Home
/
News
/
Early Modern Times – revolutionary sex

Early Modern Times - revolutionary sex

Dear readers,

Lest the title of this week’s issue of Early Modern Times mislead you, I will not be offering ‘Dan Savage’ type advice on improving your sex lives. Instead, I’m referring to the recent news that Casimir Pulaski, a Polish general during the American Revolutionary wars, may have been female or intersex. Pulaski died of wounds from a 1779 battle in Savannah, Georgia (depicted above in a 20th-century painting); his bones had been placed in a box underneath a 19th-century monument to Pulaski which was being removed. Forensic anthropologists examining this ‘skeletal evidence’ confirmed that these were indeed Pulaski’s remains and concluded from the shape of the pelvic and other bones that the skeleton appears more female or intersex than male. Who was Casimir Pulaski, and how did he end up fighting for American independence?

In a 1976 article, written on the bicentennial of the Declaration of Independence, author Angela Pienkos characterises Pulaski as a ‘Polish, American and Ethnic Folk Hero.’ His Polish origins informed his support for colonial independence. The land of his birth was subject to Russian control, and the nobly born Pulaski joined the Confederation of Bar, founded in 1768, a Catholic and patriotic movement seeking to free Poland from Russian influence and anti-Catholic opposition within. In 1772, however, the Confederation was ‘Russian’ to a hasty conclusion after it attempted to abduct the Polish King Stanislaw. It was closing time for this Bar: foreign assistance dried up, and the crushin’ Russians put down the Confederation. Pulaski fled the country, spending time in the Ottoman Empire and western Europe before arriving in the ‘cheesy’ town of Marblehead, Massachusetts in July 1777.

Pulaski formed the idea of joining the American Revolution while in Europe, and met the Marquise de Lafayette–the wife of the famous French nobleman who assisted the Americans in their struggle against British control. She gave him a letter of introduction, and in America he became friends with her husband, who was reputedly a ‘Laf-ayette a minute.’ Through Lafayette, Pulaski came to the attention of General George Washington, who had the Pole appointed Brigadier-General of the Light Dragoons (presumably the American cousins of the flying reptiles native to Westeros and Essos in ‘Game of Thrones’, and perhaps ‘light’ due to the natural gas or helium in their fiery bellies instead of ‘Essos-oil’ ). Pulaski showed great skill in organising the American cavalry as well as bravery in the Battle of Haddonsfield, New Jersey, in late 1777 to early 1778. He must have shone as the ‘Pole star’ for the troops under his command.

- **Provided information**
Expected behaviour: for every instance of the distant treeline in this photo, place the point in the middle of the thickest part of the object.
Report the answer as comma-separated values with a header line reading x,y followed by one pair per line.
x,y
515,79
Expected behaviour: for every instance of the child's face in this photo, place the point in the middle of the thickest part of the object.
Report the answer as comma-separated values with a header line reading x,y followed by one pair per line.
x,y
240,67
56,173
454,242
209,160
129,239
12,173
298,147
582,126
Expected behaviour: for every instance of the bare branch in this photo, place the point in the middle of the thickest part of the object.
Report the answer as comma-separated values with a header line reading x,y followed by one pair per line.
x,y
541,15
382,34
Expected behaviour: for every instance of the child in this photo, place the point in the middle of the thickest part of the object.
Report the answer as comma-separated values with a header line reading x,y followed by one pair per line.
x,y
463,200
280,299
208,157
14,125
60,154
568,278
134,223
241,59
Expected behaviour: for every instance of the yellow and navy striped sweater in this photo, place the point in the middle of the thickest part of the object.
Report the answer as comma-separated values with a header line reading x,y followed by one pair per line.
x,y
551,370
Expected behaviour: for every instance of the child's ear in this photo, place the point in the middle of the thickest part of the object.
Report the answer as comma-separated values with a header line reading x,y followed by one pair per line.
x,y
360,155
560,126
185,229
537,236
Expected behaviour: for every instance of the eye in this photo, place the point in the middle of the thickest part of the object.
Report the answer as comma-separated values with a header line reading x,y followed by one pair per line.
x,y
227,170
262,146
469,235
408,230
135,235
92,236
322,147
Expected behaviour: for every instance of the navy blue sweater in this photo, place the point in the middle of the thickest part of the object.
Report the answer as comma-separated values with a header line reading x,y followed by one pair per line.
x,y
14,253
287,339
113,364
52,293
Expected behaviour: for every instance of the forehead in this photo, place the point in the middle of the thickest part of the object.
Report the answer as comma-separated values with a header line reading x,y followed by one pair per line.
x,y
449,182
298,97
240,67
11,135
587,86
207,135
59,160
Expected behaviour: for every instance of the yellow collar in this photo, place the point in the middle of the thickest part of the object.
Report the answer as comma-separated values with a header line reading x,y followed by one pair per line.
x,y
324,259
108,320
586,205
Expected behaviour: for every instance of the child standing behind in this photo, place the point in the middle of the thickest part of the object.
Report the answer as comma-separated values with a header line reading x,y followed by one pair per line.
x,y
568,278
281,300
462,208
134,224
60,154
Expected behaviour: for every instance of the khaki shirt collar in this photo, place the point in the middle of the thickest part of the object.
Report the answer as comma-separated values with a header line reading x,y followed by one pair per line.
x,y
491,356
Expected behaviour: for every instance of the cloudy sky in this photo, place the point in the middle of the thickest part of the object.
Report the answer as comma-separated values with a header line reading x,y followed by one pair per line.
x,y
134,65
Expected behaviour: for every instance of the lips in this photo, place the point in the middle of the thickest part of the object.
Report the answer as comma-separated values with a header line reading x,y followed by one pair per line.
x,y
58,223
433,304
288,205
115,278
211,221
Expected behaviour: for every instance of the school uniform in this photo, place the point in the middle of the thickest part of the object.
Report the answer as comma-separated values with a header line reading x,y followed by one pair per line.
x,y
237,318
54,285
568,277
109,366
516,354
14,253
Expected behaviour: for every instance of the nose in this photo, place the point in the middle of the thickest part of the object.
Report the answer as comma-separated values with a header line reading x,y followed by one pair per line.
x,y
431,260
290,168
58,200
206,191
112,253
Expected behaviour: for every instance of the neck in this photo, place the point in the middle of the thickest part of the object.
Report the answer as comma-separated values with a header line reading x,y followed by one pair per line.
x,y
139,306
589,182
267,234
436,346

- **Short exercise**
Reproduce the part of the article on Casimir Pulaski that opens with the words containing "Early Modern Times - revolutionary" and closes with "for American independence?", switching "Forensic anthropologists" to "Forensic specialists".

- **Final result**
Early Modern Times - revolutionary sex

Dear readers,

Lest the title of this week’s issue of Early Modern Times mislead you, I will not be offering ‘Dan Savage’ type advice on improving your sex lives. Instead, I’m referring to the recent news that Casimir Pulaski, a Polish general during the American Revolutionary wars, may have been female or intersex. Pulaski died of wounds from a 1779 battle in Savannah, Georgia (depicted above in a 20th-century painting); his bones had been placed in a box underneath a 19th-century monument to Pulaski which was being removed. Forensic specialists examining this ‘skeletal evidence’ confirmed that these were indeed Pulaski’s remains and concluded from the shape of the pelvic and other bones that the skeleton appears more female or intersex than male. Who was Casimir Pulaski, and how did he end up fighting for American independence?